Dataset extract:
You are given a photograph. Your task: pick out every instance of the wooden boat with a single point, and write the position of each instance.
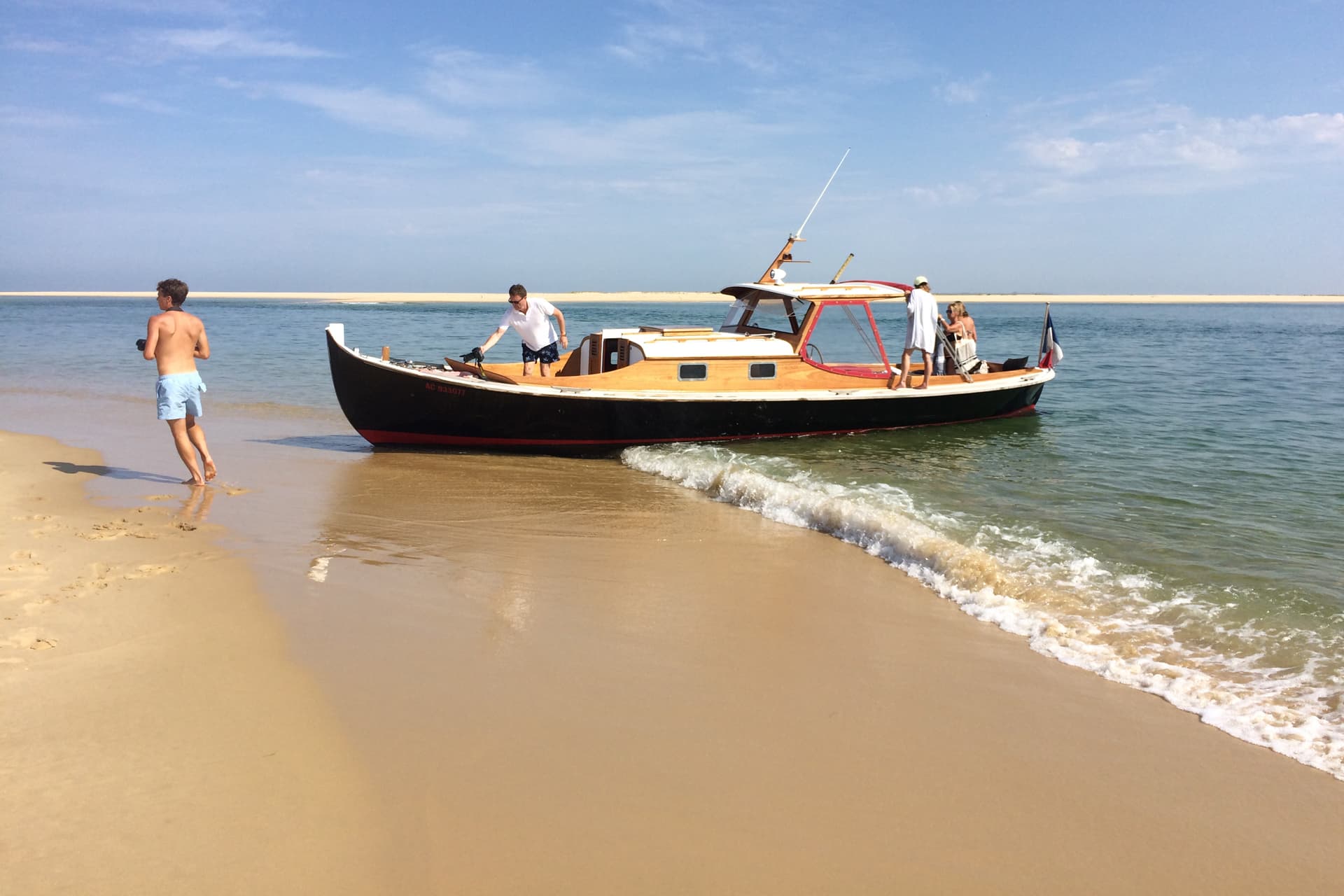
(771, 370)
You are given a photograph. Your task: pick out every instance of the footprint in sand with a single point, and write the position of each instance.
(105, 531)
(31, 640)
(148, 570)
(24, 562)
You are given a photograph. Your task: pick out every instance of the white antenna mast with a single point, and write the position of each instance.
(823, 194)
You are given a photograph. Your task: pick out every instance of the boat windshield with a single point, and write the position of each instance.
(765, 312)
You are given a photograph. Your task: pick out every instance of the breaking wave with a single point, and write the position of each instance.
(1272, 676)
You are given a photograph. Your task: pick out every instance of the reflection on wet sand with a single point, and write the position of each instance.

Work item:
Please quote nothing but the lines from the line with "of the footprint" through the end of the data above, exactly as written, ends included.

Written response:
You are given a photograph. Your task: pick out every instance of the footprint in sand with a single point, and write the position of each instance.
(105, 531)
(31, 640)
(148, 570)
(24, 562)
You are given a photograph. Your task: pick out every instance of the white antenna mast with a single point, and write the position of each instance.
(823, 194)
You are given a photograph. Your task: pick out every instance of the boat windshield with a single point, and write the position of each instance.
(765, 312)
You are given a photograph. Your task: pick out every instance of the breaking wave with a single point, and write the position of each instance.
(1272, 676)
You are given a photograph. Your task: pick out every instance of the reflection on wet sand with a single point, and write the position of each instance.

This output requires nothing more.